## Excerpted data
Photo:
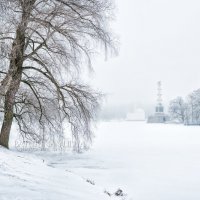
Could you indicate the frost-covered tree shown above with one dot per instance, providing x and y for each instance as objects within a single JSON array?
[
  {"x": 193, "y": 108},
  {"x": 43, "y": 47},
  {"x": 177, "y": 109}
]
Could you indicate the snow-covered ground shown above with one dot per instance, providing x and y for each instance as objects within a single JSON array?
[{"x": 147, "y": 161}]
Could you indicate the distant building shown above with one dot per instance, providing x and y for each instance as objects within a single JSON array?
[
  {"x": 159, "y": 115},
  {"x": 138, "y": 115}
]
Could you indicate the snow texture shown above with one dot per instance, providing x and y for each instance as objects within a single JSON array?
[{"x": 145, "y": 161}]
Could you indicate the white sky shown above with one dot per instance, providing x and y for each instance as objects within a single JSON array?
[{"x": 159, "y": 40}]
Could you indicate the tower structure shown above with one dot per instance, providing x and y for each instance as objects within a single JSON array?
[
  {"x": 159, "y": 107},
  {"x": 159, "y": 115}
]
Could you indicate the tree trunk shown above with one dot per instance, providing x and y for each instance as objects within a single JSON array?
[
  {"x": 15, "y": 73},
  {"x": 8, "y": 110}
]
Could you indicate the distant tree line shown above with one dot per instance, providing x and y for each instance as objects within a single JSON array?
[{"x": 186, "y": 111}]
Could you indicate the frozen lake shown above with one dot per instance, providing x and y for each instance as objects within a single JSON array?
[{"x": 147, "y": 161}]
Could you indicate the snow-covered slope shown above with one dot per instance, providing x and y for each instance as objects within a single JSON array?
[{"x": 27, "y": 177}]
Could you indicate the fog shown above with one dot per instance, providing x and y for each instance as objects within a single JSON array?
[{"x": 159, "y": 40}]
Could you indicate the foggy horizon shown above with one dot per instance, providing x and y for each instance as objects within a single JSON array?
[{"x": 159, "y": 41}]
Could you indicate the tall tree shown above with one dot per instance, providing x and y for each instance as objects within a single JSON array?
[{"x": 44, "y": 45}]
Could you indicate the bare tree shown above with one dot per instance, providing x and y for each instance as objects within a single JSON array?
...
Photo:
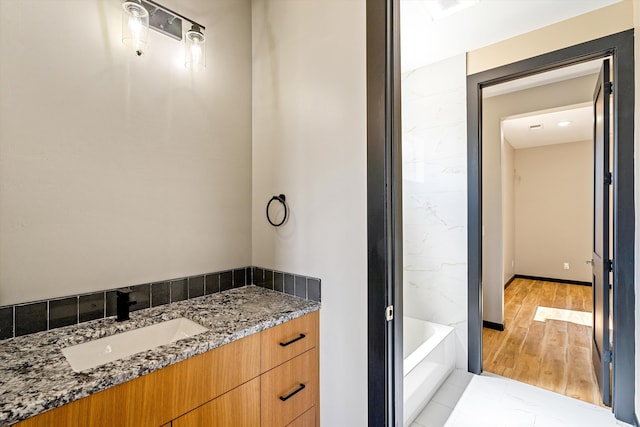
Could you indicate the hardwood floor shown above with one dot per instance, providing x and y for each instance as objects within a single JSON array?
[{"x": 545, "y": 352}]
==
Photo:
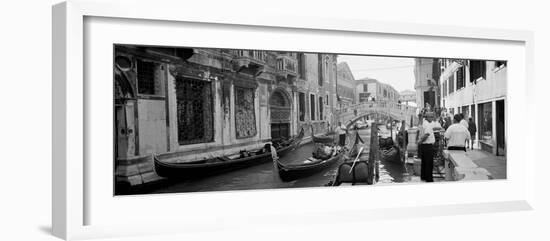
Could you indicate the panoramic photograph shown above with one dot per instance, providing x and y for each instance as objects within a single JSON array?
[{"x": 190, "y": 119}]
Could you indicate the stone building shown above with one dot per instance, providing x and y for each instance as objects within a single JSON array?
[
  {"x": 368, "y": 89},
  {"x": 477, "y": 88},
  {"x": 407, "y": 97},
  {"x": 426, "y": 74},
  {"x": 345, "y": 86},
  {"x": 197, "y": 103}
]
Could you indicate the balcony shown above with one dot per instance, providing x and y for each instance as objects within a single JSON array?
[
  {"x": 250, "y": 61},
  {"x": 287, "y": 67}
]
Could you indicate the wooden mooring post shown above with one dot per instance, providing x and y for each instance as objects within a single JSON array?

## Task requirements
Write out exactly the lines above between the line with "Could you indicate the stone" and the line with "Could you indicate the wooden", inclusive, and nothing beyond them.

## Answer to this task
Could you indicate the stone building shown above with one dot per instance, providing x and y for each instance as objects within a single JSON array?
[
  {"x": 368, "y": 89},
  {"x": 477, "y": 88},
  {"x": 407, "y": 97},
  {"x": 426, "y": 74},
  {"x": 345, "y": 86},
  {"x": 197, "y": 103}
]
Could you indicate the balcony shown above with one dot per instance, providing x and y for each instance as objects within a single JSON array?
[
  {"x": 250, "y": 61},
  {"x": 287, "y": 67}
]
Could you indicate the wooden mooring post shown above with one dot per instance, providing x and y for each instance as objects within a single JSON array?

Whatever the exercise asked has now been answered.